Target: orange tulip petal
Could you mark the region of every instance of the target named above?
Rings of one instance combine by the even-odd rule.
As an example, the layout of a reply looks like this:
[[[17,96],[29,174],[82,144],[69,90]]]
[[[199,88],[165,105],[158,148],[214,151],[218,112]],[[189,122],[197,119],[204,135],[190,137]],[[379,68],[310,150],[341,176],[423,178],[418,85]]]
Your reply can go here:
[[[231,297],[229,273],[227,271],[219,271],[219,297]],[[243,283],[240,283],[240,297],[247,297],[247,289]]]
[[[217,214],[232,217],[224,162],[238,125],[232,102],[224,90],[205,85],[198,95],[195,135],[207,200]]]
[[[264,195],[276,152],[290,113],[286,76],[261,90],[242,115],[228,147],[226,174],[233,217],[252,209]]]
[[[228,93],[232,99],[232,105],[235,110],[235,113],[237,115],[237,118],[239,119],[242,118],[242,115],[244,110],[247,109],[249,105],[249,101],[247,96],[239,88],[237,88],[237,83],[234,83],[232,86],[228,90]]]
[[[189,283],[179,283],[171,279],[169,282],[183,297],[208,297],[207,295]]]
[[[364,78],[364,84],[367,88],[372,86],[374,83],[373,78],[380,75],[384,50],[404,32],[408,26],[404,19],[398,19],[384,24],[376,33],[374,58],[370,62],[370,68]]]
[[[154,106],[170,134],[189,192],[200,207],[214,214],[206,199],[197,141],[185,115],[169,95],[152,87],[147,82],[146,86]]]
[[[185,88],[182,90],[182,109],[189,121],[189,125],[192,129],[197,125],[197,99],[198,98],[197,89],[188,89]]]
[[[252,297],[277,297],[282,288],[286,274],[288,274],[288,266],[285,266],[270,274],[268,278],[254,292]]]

BRIEF. Recast every line of the records above as a Markdown table with two columns, "Row" for the row number and "Line" for the line itself, omitting any blank lines.

PROBLEM SOLUTION.
| Row | Line |
|---|---|
| 1 | Target: orange tulip petal |
| 2 | Could you mark the region of every instance of the target named above? |
| 3 | Rings of one instance combine by the even-odd rule. |
| 4 | As an example, the layout of a reply looks like this: |
| 5 | [[[17,96],[29,174],[82,144],[69,90]]] |
| 6 | [[[199,88],[165,105],[158,148],[214,151],[218,112]],[[189,122],[197,119],[204,135],[190,137]],[[379,68],[310,150],[341,176],[423,178],[418,85]]] |
| 7 | Your reply can go here: |
| 8 | [[[231,297],[229,273],[227,271],[219,271],[219,297]],[[243,283],[240,283],[240,297],[247,297],[247,289]]] |
| 9 | [[[217,214],[232,217],[224,162],[238,125],[232,102],[224,90],[205,85],[198,95],[195,135],[207,200]]] |
| 10 | [[[264,195],[276,152],[290,113],[286,76],[261,90],[242,115],[228,147],[226,174],[233,217],[252,209]]] |
| 11 | [[[228,93],[232,99],[232,105],[235,110],[235,113],[237,115],[237,118],[239,119],[242,118],[242,115],[244,110],[247,109],[249,105],[249,101],[247,96],[239,88],[237,88],[237,83],[234,83],[232,86],[228,90]]] |
| 12 | [[[189,283],[179,283],[171,279],[169,282],[183,297],[208,297],[207,295]]] |
| 13 | [[[364,78],[364,84],[367,88],[372,86],[374,83],[373,78],[380,75],[384,50],[404,32],[408,26],[404,19],[398,19],[384,24],[376,33],[374,58],[370,62],[370,68]]] |
| 14 | [[[154,106],[170,134],[189,192],[200,207],[214,214],[206,199],[197,141],[185,115],[169,95],[152,87],[147,82],[146,86]]] |
| 15 | [[[185,88],[182,90],[182,109],[189,121],[189,125],[192,129],[197,125],[197,99],[198,98],[197,89],[188,89]]] |
| 16 | [[[252,297],[277,297],[282,288],[286,274],[288,274],[288,266],[285,266],[270,274],[268,278],[254,292]]] |